◆ **Assignment**
In the commentary on the telephone call between the two leaders, how late was the call that had been scheduled for around mid-day actually made?

The Prime Minister's claims, as reported by the media, that she silently listened to insults from Khaleda Zia are unfortunately not borne out by the transcript that people read. The crucial point is on timing of the call. Begum Zia said she could have stopped the hartal had she received the phone call at the time the two sides had agreed. That call scheduled around mid-day was made almost five hours late in the early hours of the evening when the hartal arrangements among the 18-party alliance had been made. In the conversation people read, the Prime Minister said she was trying to make the call on Red Phone for many hours. Khaleda Zia told her that she was near her Red Phone and no call came. It is difficult to believe that the Prime Minister would have to wait that long to make the call on Red Phone and no one knew that it was not working! Why, as a number of commentators observed, did the PMO not consider making the call on the cell phone that was eventually used and instead of keeping Begum Zia waiting? Any one kept waiting that long would be in her rights to feel upset and angry. The PMO did not appear serious in making the call. The drama over the Red Phone appears to be, what some people considered, part of a rehearsed act.
At a public meeting later, the Prime Minister said her office tried to contact the Leader of the Opposition at 1pm on that fateful day and Shimul Biswas had told them that Khaleda Zia would no be able to receive that call for 9 more hours. She asked her audience in the public meeting whether someone who needed nine hours to receive a telephone call could be trusted to be the Prime Minister. The transcript of the conversation establishes the contrary that Begum Zia was kept waiting instead. A good part of the media interpreted the drama over the phone calls on political lines intended to benefit the ruling party.
The drama with the telephone call thus ended disappointingly. The 'provocations' from the Prime Minister ensured that it would end that way. It once again underlined that the element of trust that is the basic ingredient for democracy, does not exist between the two parties and their top leaders even at the minimum level. At the time of filing this article, a new move is underway at the level of the Secretary-General of the two parties at the initiative of the business community. Perhaps this is the better level because of lesser personal animosities between the two. Perhaps they would be able to move politics positively forward where their leaders failed. The nation must kneel in prayers again that they find the way their leaders failed because if the country does not have 'inclusive' elections, it would inevitably slide into a political catastrophe.

◆ **Dataset section**
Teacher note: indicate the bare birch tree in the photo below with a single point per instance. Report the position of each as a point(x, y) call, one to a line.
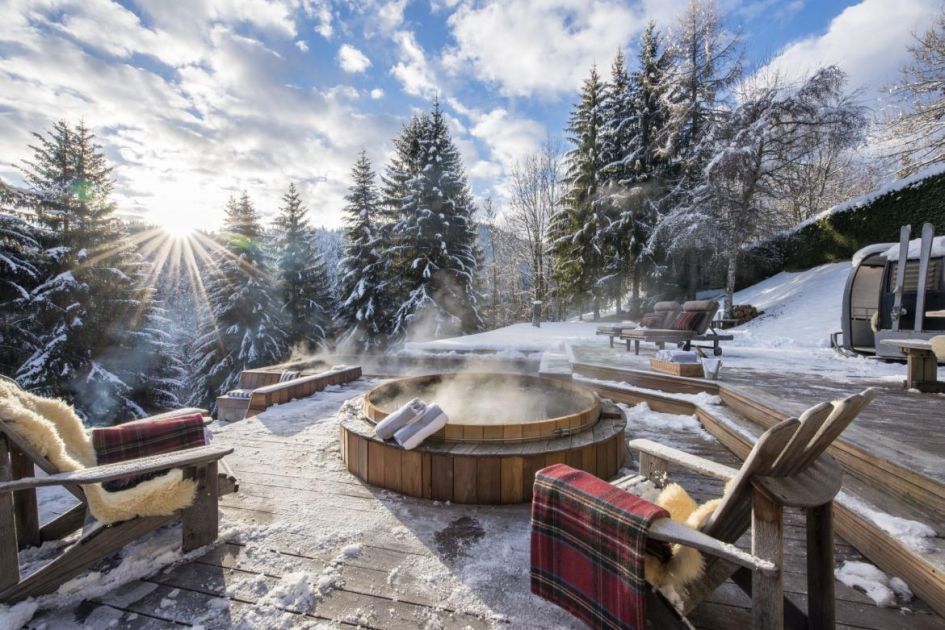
point(918, 132)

◆ **Exercise result**
It was made almost five hours late, in the early hours of the evening.